§ **Selected text**
Workers, union members, Indigenous people and environmentalists need to prepare to resist the Tories’ attacks. Governments can and have been defeated by mass movements

Trump’s shocking victory confirms that a smile, nice words and middle-of-the-road policies are no answer to inequality, falling living standards, anger and alienation. Yet increasingly that is all that Trudeau has to offer Canadians.

Pierre Poilievre, the Conservative’s leader, will be Prime Minister, possibly with the biggest parliamentary majority in a decade, some time in the next 12 months. Only a political earthquake will stop this. Tragically, the NDP, rather than providing a strong pro-worker opposition to the Liberals over the last four years, has been a weak tail to the Liberal dog.

Justin Trudeau was elected in 2015 on a wave of “change,” powered especially by young people. During his nine years in government, rents have soared, the Trans Mountain pipeline was bailed out and completed at a cost of $34 billion, and the hope that millions placed in him, after nine years of Stephen Harper, has completely evaporated. Several recent opinion polls show that more young people support the Conservatives than the other parties.

The disappointment with Trudeau is so great that Poilievre, one of Harper’s most reviled cabinet ministers, is now playing to standing room only cheers in halls across the country, while the prime minister sinks deeper into his rut.

Anger at Cost of Living

When Trudeau was elected in 2015, the average monthly rent across Canada’s 35 major centres was $966. In 2023 it was $2,193. Over the same time the average weekly wage increased from $956 to $1,270. Clearly, landlords are making a killing.

§ **Supplied material**
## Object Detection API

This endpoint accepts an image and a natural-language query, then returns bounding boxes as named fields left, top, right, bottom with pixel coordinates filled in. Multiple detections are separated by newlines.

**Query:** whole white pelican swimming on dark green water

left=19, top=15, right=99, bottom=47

§ **Tasks to perform**
1. Answer these questions from the text on Trudeau and the Conservatives:
(a) In what year was Justin Trudeau elected?
(b) What did bailing out and completing the Trans Mountain pipeline cost?
(c) What was the average monthly rent across Canada's 35 major centres in 2023?
2. Output a passage from the text on Trudeau and the Conservatives, copied exactly. Begin at the words "The disappointment with" and stop after "making a killing.".

§ **Written responses**
1.
(a) 2015
(b) $34 billion
(c) $2,193

2.
The disappointment with Trudeau is so great that Poilievre, one of Harper’s most reviled cabinet ministers, is now playing to standing room only cheers in halls across the country, while the prime minister sinks deeper into his rut.

Anger at Cost of Living

When Trudeau was elected in 2015, the average monthly rent across Canada’s 35 major centres was $966. In 2023 it was $2,193. Over the same time the average weekly wage increased from $956 to $1,270. Clearly, landlords are making a killing.